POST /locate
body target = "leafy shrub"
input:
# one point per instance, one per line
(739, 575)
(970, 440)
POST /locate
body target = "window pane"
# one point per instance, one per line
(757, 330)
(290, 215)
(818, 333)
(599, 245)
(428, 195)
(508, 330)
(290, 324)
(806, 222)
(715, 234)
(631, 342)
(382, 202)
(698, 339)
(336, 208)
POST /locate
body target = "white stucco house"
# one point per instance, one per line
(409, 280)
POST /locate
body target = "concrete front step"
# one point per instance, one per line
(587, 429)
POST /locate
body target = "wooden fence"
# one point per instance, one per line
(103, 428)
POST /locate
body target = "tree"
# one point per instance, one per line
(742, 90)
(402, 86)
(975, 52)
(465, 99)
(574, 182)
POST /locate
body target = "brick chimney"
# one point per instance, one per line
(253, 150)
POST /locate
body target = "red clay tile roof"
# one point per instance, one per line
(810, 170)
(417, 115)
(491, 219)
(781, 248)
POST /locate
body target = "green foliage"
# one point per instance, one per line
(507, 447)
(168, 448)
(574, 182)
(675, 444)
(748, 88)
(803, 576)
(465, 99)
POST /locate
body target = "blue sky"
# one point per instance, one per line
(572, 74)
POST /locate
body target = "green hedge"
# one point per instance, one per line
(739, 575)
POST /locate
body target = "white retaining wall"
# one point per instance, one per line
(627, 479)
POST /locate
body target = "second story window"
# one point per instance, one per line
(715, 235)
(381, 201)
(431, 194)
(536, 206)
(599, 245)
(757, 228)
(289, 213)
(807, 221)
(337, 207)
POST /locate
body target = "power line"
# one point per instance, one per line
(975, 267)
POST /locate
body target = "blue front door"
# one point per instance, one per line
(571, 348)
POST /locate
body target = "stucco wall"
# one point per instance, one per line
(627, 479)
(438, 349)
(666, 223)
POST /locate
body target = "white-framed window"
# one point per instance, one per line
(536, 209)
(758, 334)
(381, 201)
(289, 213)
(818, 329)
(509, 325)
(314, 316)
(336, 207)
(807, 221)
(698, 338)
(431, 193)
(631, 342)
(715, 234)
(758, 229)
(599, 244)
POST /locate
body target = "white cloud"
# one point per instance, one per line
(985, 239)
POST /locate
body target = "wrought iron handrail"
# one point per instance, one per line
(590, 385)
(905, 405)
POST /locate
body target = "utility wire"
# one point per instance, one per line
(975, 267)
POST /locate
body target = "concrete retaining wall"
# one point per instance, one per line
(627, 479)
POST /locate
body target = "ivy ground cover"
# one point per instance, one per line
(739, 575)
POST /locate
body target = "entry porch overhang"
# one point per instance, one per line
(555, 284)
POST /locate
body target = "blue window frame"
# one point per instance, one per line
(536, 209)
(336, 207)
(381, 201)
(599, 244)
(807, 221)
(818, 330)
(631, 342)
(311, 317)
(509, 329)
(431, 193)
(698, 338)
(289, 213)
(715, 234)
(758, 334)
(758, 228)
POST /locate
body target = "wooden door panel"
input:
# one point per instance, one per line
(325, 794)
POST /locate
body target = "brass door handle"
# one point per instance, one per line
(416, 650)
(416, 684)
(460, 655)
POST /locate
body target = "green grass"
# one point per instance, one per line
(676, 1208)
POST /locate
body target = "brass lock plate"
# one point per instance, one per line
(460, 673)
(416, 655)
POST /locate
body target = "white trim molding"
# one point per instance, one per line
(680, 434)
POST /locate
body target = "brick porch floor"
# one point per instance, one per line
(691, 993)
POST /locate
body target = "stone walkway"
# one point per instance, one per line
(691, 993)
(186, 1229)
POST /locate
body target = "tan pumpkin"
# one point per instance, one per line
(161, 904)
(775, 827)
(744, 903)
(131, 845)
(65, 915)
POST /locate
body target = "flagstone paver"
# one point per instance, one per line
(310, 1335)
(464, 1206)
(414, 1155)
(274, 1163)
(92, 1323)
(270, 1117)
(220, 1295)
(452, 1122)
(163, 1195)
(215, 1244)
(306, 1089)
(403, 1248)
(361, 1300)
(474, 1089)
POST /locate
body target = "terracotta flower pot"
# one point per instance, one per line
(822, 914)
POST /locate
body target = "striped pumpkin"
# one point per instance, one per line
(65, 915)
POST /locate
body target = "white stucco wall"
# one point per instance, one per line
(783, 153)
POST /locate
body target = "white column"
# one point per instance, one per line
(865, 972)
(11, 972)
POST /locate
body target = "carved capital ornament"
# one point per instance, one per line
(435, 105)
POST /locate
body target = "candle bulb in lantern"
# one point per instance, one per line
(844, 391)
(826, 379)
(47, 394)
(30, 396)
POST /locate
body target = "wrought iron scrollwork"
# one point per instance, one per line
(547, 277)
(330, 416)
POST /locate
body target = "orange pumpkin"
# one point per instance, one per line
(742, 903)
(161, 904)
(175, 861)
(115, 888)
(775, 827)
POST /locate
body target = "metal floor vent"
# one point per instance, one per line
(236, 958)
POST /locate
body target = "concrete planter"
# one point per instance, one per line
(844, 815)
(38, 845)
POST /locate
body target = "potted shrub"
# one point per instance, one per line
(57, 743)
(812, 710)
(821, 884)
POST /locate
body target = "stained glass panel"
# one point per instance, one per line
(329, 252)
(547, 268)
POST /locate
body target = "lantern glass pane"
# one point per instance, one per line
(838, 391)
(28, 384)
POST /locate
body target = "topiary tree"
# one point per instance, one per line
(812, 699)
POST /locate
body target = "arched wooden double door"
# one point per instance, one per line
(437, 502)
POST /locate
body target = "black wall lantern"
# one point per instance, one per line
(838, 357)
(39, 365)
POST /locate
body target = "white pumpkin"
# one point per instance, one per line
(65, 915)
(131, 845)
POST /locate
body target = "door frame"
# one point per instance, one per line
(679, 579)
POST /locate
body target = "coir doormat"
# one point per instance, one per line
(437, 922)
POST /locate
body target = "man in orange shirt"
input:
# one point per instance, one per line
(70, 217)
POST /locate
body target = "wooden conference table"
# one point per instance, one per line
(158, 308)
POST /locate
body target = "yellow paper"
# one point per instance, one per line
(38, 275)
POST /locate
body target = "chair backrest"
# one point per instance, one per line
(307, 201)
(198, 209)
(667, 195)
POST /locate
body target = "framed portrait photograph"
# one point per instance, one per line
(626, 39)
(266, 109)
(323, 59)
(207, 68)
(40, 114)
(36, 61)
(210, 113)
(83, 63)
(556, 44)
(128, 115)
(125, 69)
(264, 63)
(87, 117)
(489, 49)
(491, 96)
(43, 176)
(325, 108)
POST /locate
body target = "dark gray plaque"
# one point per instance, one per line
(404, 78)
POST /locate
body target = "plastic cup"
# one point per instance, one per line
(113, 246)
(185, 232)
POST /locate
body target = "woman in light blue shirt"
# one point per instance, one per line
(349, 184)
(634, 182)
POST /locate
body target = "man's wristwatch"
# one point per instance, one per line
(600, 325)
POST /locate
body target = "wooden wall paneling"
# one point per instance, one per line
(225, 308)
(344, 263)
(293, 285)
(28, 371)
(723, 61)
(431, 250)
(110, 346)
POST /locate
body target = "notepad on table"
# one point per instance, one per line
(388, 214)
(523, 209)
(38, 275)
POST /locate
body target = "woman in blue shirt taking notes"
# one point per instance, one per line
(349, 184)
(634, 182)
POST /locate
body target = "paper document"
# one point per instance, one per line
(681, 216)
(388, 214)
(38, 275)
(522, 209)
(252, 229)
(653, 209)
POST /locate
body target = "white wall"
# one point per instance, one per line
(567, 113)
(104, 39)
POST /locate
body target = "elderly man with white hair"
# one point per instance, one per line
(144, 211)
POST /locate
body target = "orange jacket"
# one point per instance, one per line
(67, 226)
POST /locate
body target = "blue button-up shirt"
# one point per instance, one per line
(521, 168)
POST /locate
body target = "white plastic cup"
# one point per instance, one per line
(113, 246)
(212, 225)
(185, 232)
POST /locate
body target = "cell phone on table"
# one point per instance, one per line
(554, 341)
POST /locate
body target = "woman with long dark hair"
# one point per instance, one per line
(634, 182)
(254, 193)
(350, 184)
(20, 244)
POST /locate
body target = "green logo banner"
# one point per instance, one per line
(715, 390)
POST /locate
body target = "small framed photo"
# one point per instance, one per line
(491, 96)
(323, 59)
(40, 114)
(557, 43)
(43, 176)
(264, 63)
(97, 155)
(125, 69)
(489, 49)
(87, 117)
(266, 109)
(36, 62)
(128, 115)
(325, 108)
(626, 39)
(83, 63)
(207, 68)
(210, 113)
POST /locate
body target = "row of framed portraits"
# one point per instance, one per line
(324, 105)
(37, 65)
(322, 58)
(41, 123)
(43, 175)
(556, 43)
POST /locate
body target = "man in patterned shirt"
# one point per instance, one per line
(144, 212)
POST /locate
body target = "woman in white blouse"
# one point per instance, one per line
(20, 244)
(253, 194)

◆ ◆ ◆ ◆

■ HOW TO COMPLETE THIS TASK:
Write out every line of the data that holds the word "orange".

■ EXPECTED OUTPUT:
body target = "orange pumpkin"
body target = "man in orange shirt"
body target = "orange jacket"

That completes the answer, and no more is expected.